Go through the listing below and copy out each line that contains the word "negative", leaving out every other line.

..........

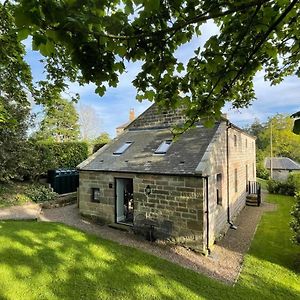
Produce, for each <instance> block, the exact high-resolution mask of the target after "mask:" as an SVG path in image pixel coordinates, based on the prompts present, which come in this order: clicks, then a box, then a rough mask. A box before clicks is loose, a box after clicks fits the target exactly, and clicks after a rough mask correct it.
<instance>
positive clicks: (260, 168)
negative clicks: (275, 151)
mask: <svg viewBox="0 0 300 300" xmlns="http://www.w3.org/2000/svg"><path fill="white" fill-rule="evenodd" d="M256 176H257V177H259V178H262V179H269V177H270V173H269V171H268V170H267V169H266V168H265V167H264V165H263V163H262V162H258V163H257V164H256Z"/></svg>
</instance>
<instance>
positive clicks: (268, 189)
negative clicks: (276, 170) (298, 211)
mask: <svg viewBox="0 0 300 300" xmlns="http://www.w3.org/2000/svg"><path fill="white" fill-rule="evenodd" d="M267 189H268V192H269V193H271V194H281V195H288V196H294V194H295V186H294V184H293V182H291V181H289V180H287V181H277V180H274V179H270V180H268V182H267Z"/></svg>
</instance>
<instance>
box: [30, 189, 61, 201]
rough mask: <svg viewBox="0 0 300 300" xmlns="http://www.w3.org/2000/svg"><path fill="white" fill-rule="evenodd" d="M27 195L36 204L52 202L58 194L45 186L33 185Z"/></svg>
mask: <svg viewBox="0 0 300 300" xmlns="http://www.w3.org/2000/svg"><path fill="white" fill-rule="evenodd" d="M25 195H26V196H27V197H28V198H30V199H31V200H32V201H34V202H45V201H52V200H55V199H56V198H57V193H55V192H53V191H52V190H50V189H49V188H47V187H46V186H43V185H31V186H30V187H28V189H27V190H26V192H25Z"/></svg>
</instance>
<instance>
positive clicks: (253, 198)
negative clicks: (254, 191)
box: [246, 194, 257, 200]
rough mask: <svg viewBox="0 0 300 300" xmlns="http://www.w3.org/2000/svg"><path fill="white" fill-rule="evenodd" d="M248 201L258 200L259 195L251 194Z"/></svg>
mask: <svg viewBox="0 0 300 300" xmlns="http://www.w3.org/2000/svg"><path fill="white" fill-rule="evenodd" d="M246 199H247V200H248V199H249V200H257V195H256V194H249V195H247V196H246Z"/></svg>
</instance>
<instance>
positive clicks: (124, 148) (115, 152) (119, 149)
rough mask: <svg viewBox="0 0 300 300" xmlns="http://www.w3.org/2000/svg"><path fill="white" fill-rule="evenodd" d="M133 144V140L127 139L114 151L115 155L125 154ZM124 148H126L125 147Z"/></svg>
mask: <svg viewBox="0 0 300 300" xmlns="http://www.w3.org/2000/svg"><path fill="white" fill-rule="evenodd" d="M132 144H133V142H131V141H127V142H125V143H123V144H122V146H120V147H119V148H118V149H117V150H116V151H114V152H113V155H122V154H124V153H125V152H126V151H127V150H128V149H129V148H130V147H131V145H132ZM123 148H124V149H123Z"/></svg>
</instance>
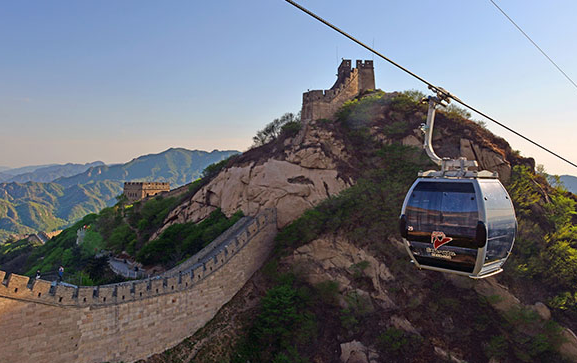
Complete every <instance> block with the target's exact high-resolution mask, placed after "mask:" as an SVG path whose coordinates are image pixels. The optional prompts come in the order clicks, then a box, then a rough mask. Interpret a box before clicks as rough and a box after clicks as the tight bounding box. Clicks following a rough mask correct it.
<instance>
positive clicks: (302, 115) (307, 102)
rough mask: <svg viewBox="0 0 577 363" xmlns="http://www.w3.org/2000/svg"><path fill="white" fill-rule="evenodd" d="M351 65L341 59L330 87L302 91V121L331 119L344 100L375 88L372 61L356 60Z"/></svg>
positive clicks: (303, 121) (337, 109) (338, 109)
mask: <svg viewBox="0 0 577 363" xmlns="http://www.w3.org/2000/svg"><path fill="white" fill-rule="evenodd" d="M351 67H352V62H351V60H350V59H343V61H342V62H341V65H340V66H339V68H338V72H337V81H336V82H335V84H334V85H333V86H332V87H331V88H330V89H328V90H314V91H308V92H305V93H303V108H302V110H301V119H302V121H303V123H305V124H306V123H307V122H309V121H314V120H319V119H331V118H332V117H333V116H334V115H335V113H336V112H337V111H338V110H339V108H340V107H341V106H342V105H343V103H344V102H346V101H348V100H351V99H353V98H355V97H356V96H358V95H359V94H361V93H363V92H365V91H367V90H372V89H375V70H374V67H373V61H371V60H365V61H362V60H357V62H356V68H351Z"/></svg>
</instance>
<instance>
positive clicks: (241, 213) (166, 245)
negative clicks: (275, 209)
mask: <svg viewBox="0 0 577 363" xmlns="http://www.w3.org/2000/svg"><path fill="white" fill-rule="evenodd" d="M242 216H243V214H242V211H239V212H237V213H235V214H234V215H232V216H231V218H226V216H225V215H224V214H223V213H222V211H221V210H220V209H217V210H215V211H214V212H212V213H211V214H210V215H209V216H208V217H207V218H206V219H205V220H203V221H202V222H200V223H198V224H197V223H192V222H189V223H183V224H178V223H177V224H173V225H171V226H169V227H168V228H167V229H166V230H164V231H163V232H162V234H161V235H160V236H159V237H158V238H157V239H156V240H154V241H150V242H149V243H147V244H146V245H144V246H143V247H142V248H141V249H140V250H139V251H138V252H137V254H136V259H137V261H139V262H142V263H143V264H145V265H153V264H162V265H164V266H166V267H170V266H173V265H174V264H176V263H177V262H179V261H182V260H183V259H185V258H187V257H190V256H192V255H194V254H195V253H197V252H198V251H200V250H201V249H202V248H204V247H205V246H207V245H208V244H209V243H210V242H212V241H213V240H214V239H215V238H216V237H218V236H219V235H220V234H221V233H223V232H224V231H226V230H227V229H228V228H230V227H231V226H232V225H233V224H235V223H236V222H237V221H238V220H239V219H240V218H242Z"/></svg>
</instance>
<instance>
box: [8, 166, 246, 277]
mask: <svg viewBox="0 0 577 363" xmlns="http://www.w3.org/2000/svg"><path fill="white" fill-rule="evenodd" d="M229 161H230V160H228V159H225V160H222V161H220V162H219V163H215V164H212V165H209V166H208V167H207V168H205V170H204V171H203V174H202V178H200V179H198V180H197V181H195V182H194V183H191V184H190V185H189V187H188V190H187V191H186V192H185V193H184V194H182V195H179V196H175V197H167V198H164V197H163V196H157V197H154V198H150V199H148V200H145V201H142V202H140V201H139V202H136V203H134V204H127V200H126V198H124V197H121V198H118V203H116V204H115V205H114V206H112V207H106V208H104V209H102V210H101V211H100V212H99V213H98V214H95V213H93V214H88V215H86V216H84V217H83V218H82V219H80V220H79V221H77V222H76V223H74V224H73V225H72V226H71V227H69V228H66V229H64V230H63V231H62V233H60V234H59V235H58V236H56V237H54V238H52V239H51V240H49V241H48V242H46V244H44V245H41V244H34V243H31V242H29V241H28V240H19V241H10V242H7V243H5V244H4V245H2V246H1V247H0V269H2V270H4V271H6V272H14V273H19V274H23V275H27V276H31V277H32V276H34V274H35V273H36V271H38V270H39V271H40V272H41V274H42V276H44V277H45V278H47V279H51V278H55V272H56V271H57V269H58V267H59V266H60V265H62V266H65V269H66V274H65V280H66V281H68V282H70V283H73V284H78V285H101V284H107V283H113V282H118V281H122V280H123V278H122V277H120V276H116V275H115V274H114V273H113V272H112V271H111V270H110V269H109V267H108V255H109V254H117V255H118V254H124V255H125V256H126V255H129V256H132V257H133V258H134V259H135V260H136V261H137V262H140V263H142V264H143V265H144V266H147V267H155V268H156V269H157V271H161V270H164V269H169V268H172V267H174V266H176V265H177V264H178V263H180V262H182V261H183V260H185V259H187V258H189V257H191V256H192V255H194V254H195V253H196V252H198V251H200V250H201V249H202V248H204V247H205V246H207V245H208V244H209V243H210V242H212V240H214V239H215V238H216V237H218V236H219V235H220V234H221V233H222V232H224V231H225V230H227V229H228V228H229V227H231V226H232V225H233V224H234V223H236V222H237V221H238V220H239V219H240V218H241V217H242V216H243V214H242V212H238V213H236V214H235V215H233V216H231V217H230V218H227V217H226V216H225V215H224V214H223V213H222V212H221V211H220V210H215V211H214V212H213V213H212V214H211V215H210V216H209V217H208V218H207V219H205V220H204V221H202V222H200V223H197V224H196V223H190V222H189V223H184V224H174V225H172V226H170V227H169V228H167V229H166V230H165V231H163V232H162V233H161V234H160V235H159V236H158V238H156V239H153V240H149V239H150V236H151V235H152V234H153V233H154V232H155V231H157V230H158V229H159V228H160V227H161V226H162V223H163V222H164V219H165V218H166V216H167V215H168V213H169V212H170V211H171V210H172V209H173V208H174V207H175V206H177V205H178V204H179V203H181V202H182V201H183V200H184V199H186V198H189V197H190V195H192V194H194V193H195V192H196V191H197V190H198V189H199V188H200V187H201V186H202V185H204V184H206V183H207V182H208V181H210V179H211V178H212V177H214V175H215V174H216V173H218V171H219V170H220V169H222V168H223V167H224V166H225V165H226V164H227V163H228V162H229ZM79 231H81V232H82V233H83V237H82V238H81V239H79V233H78V232H79Z"/></svg>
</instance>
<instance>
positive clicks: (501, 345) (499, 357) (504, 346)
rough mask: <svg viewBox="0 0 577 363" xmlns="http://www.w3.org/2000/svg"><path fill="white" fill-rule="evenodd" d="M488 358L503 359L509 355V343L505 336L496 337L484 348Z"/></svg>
mask: <svg viewBox="0 0 577 363" xmlns="http://www.w3.org/2000/svg"><path fill="white" fill-rule="evenodd" d="M483 350H484V351H485V354H486V355H487V358H496V359H502V358H505V357H507V355H508V354H509V352H508V350H509V343H508V342H507V337H506V336H504V335H494V336H492V337H491V340H489V342H488V343H487V344H485V345H484V346H483Z"/></svg>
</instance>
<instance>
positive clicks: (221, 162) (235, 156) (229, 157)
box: [202, 155, 236, 181]
mask: <svg viewBox="0 0 577 363" xmlns="http://www.w3.org/2000/svg"><path fill="white" fill-rule="evenodd" d="M235 157H236V155H231V156H229V157H228V158H226V159H223V160H221V161H219V162H217V163H214V164H210V165H209V166H207V167H206V168H204V170H203V171H202V179H203V180H204V181H207V180H210V179H212V178H214V177H215V176H216V175H217V174H218V173H220V171H221V170H222V169H224V167H225V166H226V165H227V164H228V163H229V162H230V160H231V159H233V158H235Z"/></svg>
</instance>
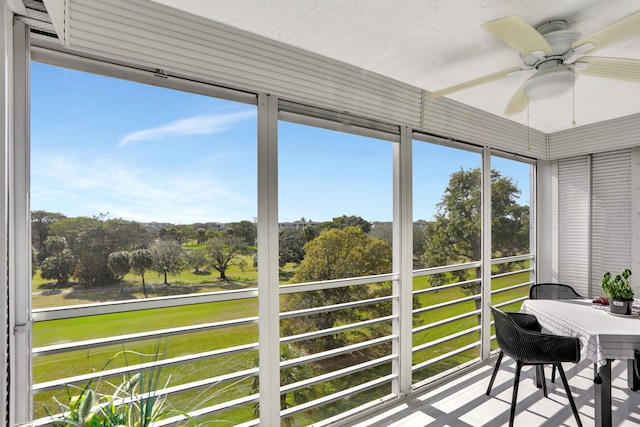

..........

*Your response*
negative clicks: (275, 151)
negative clicks: (276, 170) (298, 211)
negative clicks: (254, 191)
negative clicks: (275, 209)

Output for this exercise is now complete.